» EXERCISE DETAILS:
Where a line of the records contains the word "prompts", show that line.

» GIVEN INFORMATION:
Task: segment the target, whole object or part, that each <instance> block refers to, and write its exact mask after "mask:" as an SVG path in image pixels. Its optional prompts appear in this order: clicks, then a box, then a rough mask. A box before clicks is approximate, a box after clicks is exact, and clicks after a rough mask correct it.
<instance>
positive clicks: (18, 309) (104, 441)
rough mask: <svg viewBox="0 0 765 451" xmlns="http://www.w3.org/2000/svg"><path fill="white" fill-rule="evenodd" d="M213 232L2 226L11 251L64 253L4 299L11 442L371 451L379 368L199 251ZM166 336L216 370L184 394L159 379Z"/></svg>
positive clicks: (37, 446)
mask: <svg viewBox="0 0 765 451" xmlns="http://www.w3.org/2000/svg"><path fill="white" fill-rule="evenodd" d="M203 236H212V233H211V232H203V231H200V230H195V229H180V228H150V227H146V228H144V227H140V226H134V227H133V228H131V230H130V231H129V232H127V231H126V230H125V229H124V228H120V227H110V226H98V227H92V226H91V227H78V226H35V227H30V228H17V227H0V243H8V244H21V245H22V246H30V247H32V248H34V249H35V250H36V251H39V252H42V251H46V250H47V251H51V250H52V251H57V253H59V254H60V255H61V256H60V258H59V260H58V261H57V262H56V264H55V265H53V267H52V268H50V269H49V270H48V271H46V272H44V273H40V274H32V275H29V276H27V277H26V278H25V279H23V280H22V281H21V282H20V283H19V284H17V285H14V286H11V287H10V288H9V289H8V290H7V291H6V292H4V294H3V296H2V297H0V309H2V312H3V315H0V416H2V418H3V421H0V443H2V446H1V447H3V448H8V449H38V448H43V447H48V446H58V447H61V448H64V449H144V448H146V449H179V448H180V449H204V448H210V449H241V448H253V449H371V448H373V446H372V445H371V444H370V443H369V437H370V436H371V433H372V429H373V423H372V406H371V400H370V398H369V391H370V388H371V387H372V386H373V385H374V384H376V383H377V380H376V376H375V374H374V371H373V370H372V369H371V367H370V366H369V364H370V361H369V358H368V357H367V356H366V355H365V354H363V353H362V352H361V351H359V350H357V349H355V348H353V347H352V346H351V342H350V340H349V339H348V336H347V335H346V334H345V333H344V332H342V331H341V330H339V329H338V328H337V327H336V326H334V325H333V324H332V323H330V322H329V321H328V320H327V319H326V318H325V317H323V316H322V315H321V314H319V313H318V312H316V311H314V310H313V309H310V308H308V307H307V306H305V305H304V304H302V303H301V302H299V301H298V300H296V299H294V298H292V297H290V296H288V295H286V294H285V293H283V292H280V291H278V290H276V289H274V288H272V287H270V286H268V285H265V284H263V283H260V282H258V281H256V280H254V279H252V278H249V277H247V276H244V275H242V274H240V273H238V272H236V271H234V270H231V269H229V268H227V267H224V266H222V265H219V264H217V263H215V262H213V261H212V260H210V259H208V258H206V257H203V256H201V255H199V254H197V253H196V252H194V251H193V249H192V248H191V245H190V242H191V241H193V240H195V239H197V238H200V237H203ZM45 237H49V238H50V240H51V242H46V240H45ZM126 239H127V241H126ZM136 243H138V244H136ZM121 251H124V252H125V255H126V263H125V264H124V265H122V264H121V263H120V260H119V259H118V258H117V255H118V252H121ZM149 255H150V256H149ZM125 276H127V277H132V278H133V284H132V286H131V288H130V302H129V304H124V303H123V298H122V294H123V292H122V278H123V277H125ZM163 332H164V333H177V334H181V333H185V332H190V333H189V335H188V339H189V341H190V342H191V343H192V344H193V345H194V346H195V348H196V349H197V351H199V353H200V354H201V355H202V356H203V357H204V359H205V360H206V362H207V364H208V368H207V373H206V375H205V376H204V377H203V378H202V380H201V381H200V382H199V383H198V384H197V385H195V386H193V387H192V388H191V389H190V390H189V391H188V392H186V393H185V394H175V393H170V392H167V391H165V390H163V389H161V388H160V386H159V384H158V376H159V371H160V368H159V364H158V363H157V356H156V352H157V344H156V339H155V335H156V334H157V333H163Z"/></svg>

...

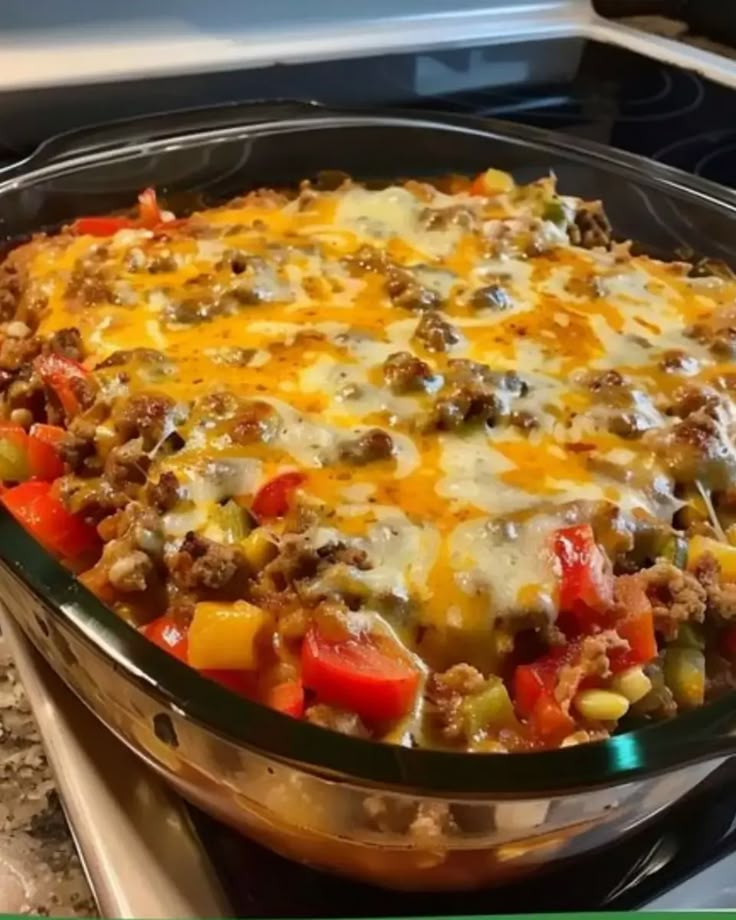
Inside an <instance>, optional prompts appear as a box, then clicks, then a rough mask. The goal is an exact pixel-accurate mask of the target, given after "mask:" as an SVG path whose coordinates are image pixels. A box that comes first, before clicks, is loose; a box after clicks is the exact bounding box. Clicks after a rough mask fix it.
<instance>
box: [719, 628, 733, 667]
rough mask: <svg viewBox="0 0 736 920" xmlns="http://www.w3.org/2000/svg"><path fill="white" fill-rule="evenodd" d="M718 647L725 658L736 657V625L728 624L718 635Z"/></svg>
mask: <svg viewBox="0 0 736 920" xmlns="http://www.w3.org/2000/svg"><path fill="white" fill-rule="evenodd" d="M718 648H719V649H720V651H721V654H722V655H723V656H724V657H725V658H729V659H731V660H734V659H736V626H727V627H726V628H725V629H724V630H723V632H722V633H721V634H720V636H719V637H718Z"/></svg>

» RESPONSE TO THIS TASK:
Task: segment the target, whole object or part, that each <instance> block refers to, and write its exact mask after "mask:" as an SVG path in image pixels. Its optional prompts appear in this order: clicks, then a box, then a rough mask. A box before clicks is approximate, a box after clicks is exact, and clicks after a rough mask correct it.
Inside an <instance>, optional prompts appear as a box, then clicks, then a rough mask. The goal is an exact pixel-accurate mask of the target, given after "mask:" as an SVG path whose coordinates are image pixels. A box that comes first, before clicks, is loose; a box after clicks is the exact bounding box. Clicks after a rough mask fix it.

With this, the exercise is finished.